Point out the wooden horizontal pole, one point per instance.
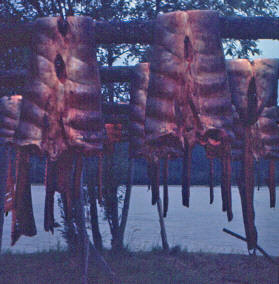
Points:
(120, 74)
(235, 27)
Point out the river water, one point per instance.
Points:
(198, 228)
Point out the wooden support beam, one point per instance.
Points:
(236, 27)
(10, 78)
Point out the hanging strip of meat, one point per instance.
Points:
(62, 99)
(226, 161)
(24, 223)
(166, 190)
(155, 180)
(266, 144)
(77, 176)
(271, 183)
(139, 87)
(266, 72)
(10, 186)
(242, 85)
(9, 117)
(247, 191)
(211, 180)
(206, 84)
(100, 179)
(65, 180)
(166, 84)
(51, 187)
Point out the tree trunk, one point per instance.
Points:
(162, 225)
(126, 205)
(83, 241)
(111, 204)
(91, 182)
(3, 180)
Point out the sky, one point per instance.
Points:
(270, 48)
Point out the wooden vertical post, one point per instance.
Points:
(3, 180)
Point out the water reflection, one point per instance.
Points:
(198, 228)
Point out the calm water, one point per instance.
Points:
(196, 228)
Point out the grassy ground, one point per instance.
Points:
(140, 267)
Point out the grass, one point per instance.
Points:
(154, 267)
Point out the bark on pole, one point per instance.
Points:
(236, 27)
(125, 210)
(162, 225)
(3, 179)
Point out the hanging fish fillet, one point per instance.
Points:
(9, 117)
(166, 190)
(186, 178)
(62, 100)
(139, 87)
(166, 84)
(266, 144)
(51, 187)
(207, 90)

§ What to produce: Copy out all of the material above without changing a single character, and leave the picture out of your copy.

§ Exercise solution:
Point out the wooden horizontal pole, one point per instance.
Points:
(120, 74)
(235, 27)
Point out the river water, one point per instance.
Points:
(198, 228)
Point out the wooden support beam, one point per instance.
Points:
(236, 27)
(10, 78)
Point out the hanging strip of meat, one point per instance.
Points:
(62, 99)
(226, 161)
(24, 223)
(166, 190)
(155, 180)
(266, 144)
(77, 176)
(271, 183)
(139, 87)
(266, 72)
(10, 186)
(242, 85)
(9, 117)
(247, 191)
(211, 180)
(206, 84)
(100, 179)
(65, 180)
(166, 84)
(51, 187)
Point out the tree trunk, one point per instance.
Points:
(162, 225)
(126, 205)
(83, 241)
(111, 204)
(91, 182)
(3, 180)
Point out the sky, one point per instance.
Points:
(270, 48)
Point out the wooden vertical post, one point per instance.
Points:
(3, 180)
Point out the water reflection, one point per instance.
Points:
(198, 228)
Point out the calm water, one point per instance.
Points:
(196, 228)
Point out the grassy ground, one point per instance.
Points:
(140, 267)
Point out the grass, one point per instance.
Points:
(154, 267)
Point out the bark on pole, one point per instance.
Points:
(236, 27)
(125, 210)
(162, 225)
(3, 179)
Point out the hanging fish fillet, one point per instance.
Points:
(9, 117)
(166, 190)
(186, 178)
(62, 100)
(139, 87)
(166, 84)
(266, 144)
(51, 187)
(207, 90)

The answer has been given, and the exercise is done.